[Begin RECORDS TO USE]

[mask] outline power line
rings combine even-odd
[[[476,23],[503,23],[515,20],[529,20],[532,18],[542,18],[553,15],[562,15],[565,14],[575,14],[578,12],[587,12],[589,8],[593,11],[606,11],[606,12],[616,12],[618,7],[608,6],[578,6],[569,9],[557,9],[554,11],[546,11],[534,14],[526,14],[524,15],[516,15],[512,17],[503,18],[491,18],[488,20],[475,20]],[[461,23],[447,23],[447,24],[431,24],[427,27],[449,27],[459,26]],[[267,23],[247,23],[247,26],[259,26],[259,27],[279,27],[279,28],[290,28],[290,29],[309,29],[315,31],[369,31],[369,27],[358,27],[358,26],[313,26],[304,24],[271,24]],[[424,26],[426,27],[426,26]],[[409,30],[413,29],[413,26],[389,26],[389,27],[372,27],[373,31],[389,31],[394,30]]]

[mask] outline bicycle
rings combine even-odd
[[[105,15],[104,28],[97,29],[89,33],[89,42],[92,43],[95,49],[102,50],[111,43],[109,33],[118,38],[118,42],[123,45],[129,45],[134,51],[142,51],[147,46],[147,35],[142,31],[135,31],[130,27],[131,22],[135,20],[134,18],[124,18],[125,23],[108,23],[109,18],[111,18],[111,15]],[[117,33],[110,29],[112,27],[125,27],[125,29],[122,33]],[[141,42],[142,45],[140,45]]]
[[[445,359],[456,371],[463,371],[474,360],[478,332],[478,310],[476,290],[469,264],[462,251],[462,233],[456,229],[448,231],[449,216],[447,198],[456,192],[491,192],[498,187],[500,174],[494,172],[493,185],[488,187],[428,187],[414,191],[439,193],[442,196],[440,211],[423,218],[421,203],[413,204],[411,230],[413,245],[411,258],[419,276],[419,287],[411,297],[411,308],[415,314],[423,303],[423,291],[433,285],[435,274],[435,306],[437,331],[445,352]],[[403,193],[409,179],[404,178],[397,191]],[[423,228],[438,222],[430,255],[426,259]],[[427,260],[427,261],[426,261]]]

[End RECORDS TO USE]

Arrange every line of the rows above into a JSON list of strings, one string per line, leaving out blank lines.

[
  "[mask] outline power line",
  "rings combine even-odd",
  "[[[476,23],[503,23],[515,20],[529,20],[532,18],[542,18],[553,15],[562,15],[565,14],[575,14],[578,12],[587,12],[589,8],[593,11],[606,11],[606,12],[616,12],[618,7],[608,6],[578,6],[569,9],[557,9],[554,11],[546,11],[534,14],[526,14],[524,15],[516,15],[512,17],[503,18],[491,18],[488,20],[475,20]],[[461,23],[447,23],[447,24],[431,24],[427,27],[449,27],[459,26]],[[267,23],[247,23],[247,26],[259,26],[259,27],[279,27],[279,28],[290,28],[290,29],[309,29],[315,31],[369,31],[369,27],[358,27],[358,26],[313,26],[304,24],[271,24]],[[424,26],[426,27],[426,26]],[[409,30],[413,29],[413,26],[389,26],[389,27],[372,27],[373,31],[389,31],[394,30]]]",
  "[mask] outline bicycle",
  "rings combine even-odd",
  "[[[105,15],[104,28],[97,29],[89,33],[89,42],[92,43],[95,49],[102,50],[111,43],[109,33],[118,38],[118,42],[123,45],[129,45],[134,51],[142,51],[147,46],[147,35],[142,31],[135,31],[130,27],[131,22],[135,20],[134,18],[124,18],[125,23],[108,23],[109,18],[111,18],[111,15]],[[117,33],[110,29],[112,27],[125,27],[125,29],[122,33]],[[141,42],[142,45],[140,45]]]",
  "[[[445,359],[456,371],[463,371],[474,360],[478,332],[478,310],[476,290],[469,264],[462,251],[462,233],[456,229],[448,231],[449,216],[447,198],[456,192],[491,192],[498,187],[500,174],[494,172],[493,185],[488,187],[428,187],[414,191],[439,193],[442,196],[440,211],[423,218],[421,203],[413,204],[411,230],[413,245],[411,258],[419,276],[419,287],[411,297],[411,308],[415,314],[423,303],[423,291],[433,285],[435,274],[435,306],[437,331],[445,352]],[[403,193],[409,179],[404,178],[397,191]],[[423,228],[438,222],[430,255],[426,259]],[[427,260],[427,261],[426,261]]]"
]